> _AIM_: Return verbatim the entries starting at the line that contains "Practice step: put one dot on the blurred green" and ending at the last line of the entries, with both ends included.

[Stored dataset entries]
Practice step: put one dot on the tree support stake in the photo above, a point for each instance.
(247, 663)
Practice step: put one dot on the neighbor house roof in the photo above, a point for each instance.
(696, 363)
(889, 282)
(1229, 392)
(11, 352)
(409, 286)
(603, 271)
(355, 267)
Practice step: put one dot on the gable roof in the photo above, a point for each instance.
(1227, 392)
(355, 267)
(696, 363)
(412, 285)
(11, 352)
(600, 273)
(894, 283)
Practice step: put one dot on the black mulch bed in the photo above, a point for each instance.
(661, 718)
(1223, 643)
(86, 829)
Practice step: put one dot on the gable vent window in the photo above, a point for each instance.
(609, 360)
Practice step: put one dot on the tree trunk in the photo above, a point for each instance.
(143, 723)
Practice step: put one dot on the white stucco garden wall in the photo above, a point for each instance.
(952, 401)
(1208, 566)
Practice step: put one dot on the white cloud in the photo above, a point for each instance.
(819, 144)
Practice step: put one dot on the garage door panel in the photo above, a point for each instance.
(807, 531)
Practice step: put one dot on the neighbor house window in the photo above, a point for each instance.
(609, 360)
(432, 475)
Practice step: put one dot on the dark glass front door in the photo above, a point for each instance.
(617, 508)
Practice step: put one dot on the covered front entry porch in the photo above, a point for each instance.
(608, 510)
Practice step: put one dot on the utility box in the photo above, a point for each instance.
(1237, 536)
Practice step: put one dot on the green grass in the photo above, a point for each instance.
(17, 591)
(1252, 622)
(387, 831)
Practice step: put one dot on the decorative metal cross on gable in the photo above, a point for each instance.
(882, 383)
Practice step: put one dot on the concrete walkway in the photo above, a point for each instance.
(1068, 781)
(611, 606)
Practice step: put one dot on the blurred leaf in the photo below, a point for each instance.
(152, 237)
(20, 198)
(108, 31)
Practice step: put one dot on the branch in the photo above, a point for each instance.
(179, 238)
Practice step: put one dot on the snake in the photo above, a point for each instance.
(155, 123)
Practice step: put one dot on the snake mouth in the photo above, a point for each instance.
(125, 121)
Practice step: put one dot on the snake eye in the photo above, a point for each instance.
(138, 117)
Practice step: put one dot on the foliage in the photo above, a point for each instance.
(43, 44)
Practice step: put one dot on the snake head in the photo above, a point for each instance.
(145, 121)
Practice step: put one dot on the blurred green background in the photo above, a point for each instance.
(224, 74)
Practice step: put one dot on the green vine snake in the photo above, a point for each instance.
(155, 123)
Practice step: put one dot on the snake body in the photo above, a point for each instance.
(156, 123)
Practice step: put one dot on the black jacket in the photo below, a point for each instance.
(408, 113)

> _FULL RESPONSE_:
Practice step: put one dot on the blurred green background in the photo above, a point for each instance.
(224, 74)
Practice step: put one dot on the green vine snake in the photo above, a point for each instance.
(155, 123)
Practice step: put one dot on the snake body in the photo above, a point for each instance.
(156, 123)
Practice step: put one dot on the black jacket in the photo below, a point for each instance.
(408, 113)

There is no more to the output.